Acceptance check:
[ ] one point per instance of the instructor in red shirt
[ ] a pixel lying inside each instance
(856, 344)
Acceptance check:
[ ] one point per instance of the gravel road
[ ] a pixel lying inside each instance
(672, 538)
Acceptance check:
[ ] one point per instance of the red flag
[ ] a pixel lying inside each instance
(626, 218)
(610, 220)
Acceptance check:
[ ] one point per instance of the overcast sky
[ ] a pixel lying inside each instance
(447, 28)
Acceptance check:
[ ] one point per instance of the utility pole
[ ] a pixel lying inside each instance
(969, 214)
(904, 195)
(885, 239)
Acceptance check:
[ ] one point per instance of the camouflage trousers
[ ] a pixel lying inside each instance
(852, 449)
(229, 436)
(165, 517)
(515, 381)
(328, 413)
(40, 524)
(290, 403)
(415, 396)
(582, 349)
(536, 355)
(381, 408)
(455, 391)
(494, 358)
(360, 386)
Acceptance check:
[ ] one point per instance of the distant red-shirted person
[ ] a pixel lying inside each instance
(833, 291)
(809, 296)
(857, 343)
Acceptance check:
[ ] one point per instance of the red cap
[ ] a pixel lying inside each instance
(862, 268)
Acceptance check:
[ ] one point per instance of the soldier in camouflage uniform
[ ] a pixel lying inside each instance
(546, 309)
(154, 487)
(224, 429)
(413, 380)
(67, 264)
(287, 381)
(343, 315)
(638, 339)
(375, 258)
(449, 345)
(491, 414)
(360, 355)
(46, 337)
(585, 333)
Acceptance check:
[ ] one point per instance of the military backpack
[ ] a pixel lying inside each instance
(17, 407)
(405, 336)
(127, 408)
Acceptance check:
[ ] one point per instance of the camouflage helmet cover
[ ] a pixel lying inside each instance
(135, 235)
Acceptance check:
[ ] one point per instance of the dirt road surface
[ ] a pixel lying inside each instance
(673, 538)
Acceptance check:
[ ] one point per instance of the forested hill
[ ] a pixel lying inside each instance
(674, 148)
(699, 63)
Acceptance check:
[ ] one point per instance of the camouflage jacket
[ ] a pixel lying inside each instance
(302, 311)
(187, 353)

◆ **Exercise details**
Print the records once more, exactly as they were given.

◆ **Exercise result**
Acceptance check:
[ ] one point per instance of the instructor in red shirt
[ ] a pixel lying inside each instance
(856, 344)
Acceptance check:
[ ] one point per instance of the gravel road
[ ] a pixel lying inside each instance
(672, 538)
Acceptance check:
[ ] one point per instance of the red flag
[ ] a pixel lying inside each instance
(626, 218)
(610, 220)
Acceptance check:
[ ] one point per instance of the overcast sky
[ ] a pixel lying inside each instance
(447, 28)
Acceptance check:
[ ] one point per instance of the utility pole
[ ] a pixel lying inside each instance
(969, 214)
(904, 195)
(885, 239)
Acceptance check:
[ ] one point per instance of the camouflage trousers
[ ] a pixel lying inside each instance
(852, 449)
(229, 436)
(165, 517)
(515, 381)
(328, 413)
(40, 524)
(290, 403)
(415, 396)
(582, 349)
(536, 355)
(381, 408)
(455, 391)
(494, 358)
(360, 386)
Acceptance check:
[ ] one point per instance of the distant red-shirted person
[ ] a pixel lying inside each instance
(833, 291)
(809, 296)
(857, 343)
Acceptance check:
[ ] one point per instance of the red cap
[ ] a pixel lying inside each instance
(862, 268)
Acceptance check:
[ ] one point per instance of the soldier in camouflage uniform
[ ] a pixel lying inside each instance
(546, 309)
(154, 487)
(224, 429)
(413, 380)
(67, 264)
(287, 381)
(343, 315)
(638, 339)
(375, 258)
(449, 345)
(491, 414)
(360, 355)
(46, 337)
(585, 333)
Acceptance check:
[ ] one point per instance of the military backpack
[ ] a pixel lying inside each instance
(17, 407)
(405, 336)
(127, 408)
Acceptance check:
[ ] one point per instance of the camouflage helmet cover
[ ] a pixel lying inside each instance
(135, 235)
Acceptance check:
[ ] one point per instance of the dirt road surface
[ ] a pixel lying inside each instance
(673, 538)
Acceptance check:
[ ] one point per instance of the forested hill
[ ] a pixel lying inside each instance
(674, 148)
(699, 63)
Acceptance check:
[ ] one point per instance of the camouflage jacket
[ ] a pixel lying inside each instance
(302, 311)
(187, 353)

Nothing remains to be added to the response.